* STATED GOAL *
Return each line of the rows below that contains the word "white", matching case exactly.

* RECORD EXCERPTS *
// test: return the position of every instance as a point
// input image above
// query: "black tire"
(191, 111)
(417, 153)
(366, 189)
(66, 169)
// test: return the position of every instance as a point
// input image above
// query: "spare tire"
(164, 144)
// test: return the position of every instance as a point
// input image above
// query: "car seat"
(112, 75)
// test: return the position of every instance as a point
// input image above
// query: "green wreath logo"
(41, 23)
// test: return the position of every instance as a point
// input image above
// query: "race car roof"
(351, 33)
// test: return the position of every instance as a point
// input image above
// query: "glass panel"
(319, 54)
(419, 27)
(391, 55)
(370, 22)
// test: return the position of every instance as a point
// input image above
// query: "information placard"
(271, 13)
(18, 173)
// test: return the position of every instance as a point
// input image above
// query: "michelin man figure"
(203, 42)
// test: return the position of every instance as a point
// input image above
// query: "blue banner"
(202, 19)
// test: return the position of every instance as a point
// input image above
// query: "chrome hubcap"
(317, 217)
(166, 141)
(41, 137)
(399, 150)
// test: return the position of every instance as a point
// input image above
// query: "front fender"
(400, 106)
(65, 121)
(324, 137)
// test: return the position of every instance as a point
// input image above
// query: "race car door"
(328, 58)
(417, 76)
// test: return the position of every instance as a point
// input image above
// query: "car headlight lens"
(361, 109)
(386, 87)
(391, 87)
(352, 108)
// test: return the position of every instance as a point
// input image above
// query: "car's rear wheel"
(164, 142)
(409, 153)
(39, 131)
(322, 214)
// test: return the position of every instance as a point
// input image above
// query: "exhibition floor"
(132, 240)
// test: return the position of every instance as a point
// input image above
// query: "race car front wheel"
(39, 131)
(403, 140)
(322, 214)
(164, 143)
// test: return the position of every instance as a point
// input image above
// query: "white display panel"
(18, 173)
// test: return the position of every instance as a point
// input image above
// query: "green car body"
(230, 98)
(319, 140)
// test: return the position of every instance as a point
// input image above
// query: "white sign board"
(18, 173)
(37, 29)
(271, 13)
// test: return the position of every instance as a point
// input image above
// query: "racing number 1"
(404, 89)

* RESPONSE *
// query: "white display panel"
// query: "white sign board"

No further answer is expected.